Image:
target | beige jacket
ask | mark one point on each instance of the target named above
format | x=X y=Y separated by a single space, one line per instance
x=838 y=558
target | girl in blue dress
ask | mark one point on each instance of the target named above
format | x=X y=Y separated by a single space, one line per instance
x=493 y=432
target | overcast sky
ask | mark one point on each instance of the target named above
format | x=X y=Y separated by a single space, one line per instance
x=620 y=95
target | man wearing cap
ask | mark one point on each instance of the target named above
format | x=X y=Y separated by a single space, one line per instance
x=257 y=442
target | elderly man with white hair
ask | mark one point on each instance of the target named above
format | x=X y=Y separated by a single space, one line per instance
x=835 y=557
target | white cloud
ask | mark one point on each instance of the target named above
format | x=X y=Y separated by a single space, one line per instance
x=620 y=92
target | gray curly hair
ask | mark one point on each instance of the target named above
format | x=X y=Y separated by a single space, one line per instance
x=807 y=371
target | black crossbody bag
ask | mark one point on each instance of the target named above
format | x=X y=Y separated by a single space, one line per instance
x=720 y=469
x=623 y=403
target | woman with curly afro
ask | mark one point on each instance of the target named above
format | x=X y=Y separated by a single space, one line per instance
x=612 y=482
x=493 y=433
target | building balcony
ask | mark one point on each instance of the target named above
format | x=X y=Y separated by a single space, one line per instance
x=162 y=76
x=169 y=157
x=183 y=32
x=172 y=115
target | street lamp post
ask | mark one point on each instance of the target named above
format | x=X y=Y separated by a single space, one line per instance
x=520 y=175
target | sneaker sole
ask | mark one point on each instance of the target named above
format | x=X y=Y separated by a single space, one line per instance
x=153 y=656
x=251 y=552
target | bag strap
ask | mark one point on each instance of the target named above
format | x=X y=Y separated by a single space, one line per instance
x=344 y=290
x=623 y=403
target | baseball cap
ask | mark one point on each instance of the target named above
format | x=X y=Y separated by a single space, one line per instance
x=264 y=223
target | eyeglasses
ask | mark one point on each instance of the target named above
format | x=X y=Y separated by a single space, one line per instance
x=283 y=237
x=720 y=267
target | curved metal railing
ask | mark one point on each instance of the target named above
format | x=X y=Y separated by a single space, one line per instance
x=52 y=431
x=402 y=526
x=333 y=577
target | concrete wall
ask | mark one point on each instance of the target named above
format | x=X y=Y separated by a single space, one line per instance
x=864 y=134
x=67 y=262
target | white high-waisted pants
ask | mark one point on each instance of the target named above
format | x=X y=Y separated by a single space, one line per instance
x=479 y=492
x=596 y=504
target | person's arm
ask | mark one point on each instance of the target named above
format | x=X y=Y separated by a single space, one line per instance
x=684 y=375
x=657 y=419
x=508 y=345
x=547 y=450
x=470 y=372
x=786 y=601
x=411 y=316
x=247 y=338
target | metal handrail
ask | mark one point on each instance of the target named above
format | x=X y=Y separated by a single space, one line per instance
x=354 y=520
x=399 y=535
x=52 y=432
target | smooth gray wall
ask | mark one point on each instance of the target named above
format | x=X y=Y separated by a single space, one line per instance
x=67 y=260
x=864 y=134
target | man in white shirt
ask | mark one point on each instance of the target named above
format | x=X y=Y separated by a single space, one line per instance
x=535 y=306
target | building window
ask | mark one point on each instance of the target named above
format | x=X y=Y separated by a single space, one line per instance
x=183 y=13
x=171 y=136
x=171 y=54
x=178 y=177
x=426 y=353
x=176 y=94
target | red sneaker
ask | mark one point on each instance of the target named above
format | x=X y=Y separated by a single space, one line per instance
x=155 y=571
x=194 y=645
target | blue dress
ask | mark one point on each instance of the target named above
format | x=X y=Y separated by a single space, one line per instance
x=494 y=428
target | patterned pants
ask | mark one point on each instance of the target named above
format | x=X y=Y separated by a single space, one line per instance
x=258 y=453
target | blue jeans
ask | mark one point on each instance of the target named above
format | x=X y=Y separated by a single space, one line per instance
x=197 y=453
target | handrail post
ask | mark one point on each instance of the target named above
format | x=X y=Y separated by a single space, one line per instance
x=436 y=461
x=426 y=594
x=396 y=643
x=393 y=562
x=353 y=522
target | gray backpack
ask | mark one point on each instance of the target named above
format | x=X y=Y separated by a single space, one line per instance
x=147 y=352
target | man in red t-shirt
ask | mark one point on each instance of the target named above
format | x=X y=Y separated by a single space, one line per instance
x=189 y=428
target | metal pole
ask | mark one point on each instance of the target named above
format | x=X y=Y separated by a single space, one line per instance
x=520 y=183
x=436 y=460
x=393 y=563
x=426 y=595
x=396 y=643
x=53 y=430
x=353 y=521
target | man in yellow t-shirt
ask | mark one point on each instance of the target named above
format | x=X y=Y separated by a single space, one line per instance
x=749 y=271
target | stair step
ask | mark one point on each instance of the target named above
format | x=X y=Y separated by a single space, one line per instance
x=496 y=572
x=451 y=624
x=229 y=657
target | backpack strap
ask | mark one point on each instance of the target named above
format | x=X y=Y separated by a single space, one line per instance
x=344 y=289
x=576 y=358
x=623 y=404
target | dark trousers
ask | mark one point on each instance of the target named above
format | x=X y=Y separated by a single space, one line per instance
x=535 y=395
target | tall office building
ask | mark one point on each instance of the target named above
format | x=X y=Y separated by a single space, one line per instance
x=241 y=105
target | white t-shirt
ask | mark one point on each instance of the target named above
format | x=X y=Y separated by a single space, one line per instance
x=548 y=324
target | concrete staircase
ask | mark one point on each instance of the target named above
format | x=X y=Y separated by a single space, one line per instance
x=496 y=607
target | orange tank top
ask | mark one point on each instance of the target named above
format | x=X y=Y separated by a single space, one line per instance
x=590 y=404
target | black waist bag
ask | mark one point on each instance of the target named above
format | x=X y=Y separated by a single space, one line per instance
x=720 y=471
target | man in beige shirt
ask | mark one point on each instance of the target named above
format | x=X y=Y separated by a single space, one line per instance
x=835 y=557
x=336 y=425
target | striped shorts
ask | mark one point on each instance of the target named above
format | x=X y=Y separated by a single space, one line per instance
****************
Carry over the part of the entries that opens with the line containing "target | girl in blue dress" and closes with the line containing "x=493 y=432", both lines included. Reproduce every line in it, requests too, and add 24 to each coordinate in the answers.

target | girl in blue dress
ask | mark one point on each instance of the target named above
format | x=X y=Y separated by a single space, one line per instance
x=517 y=456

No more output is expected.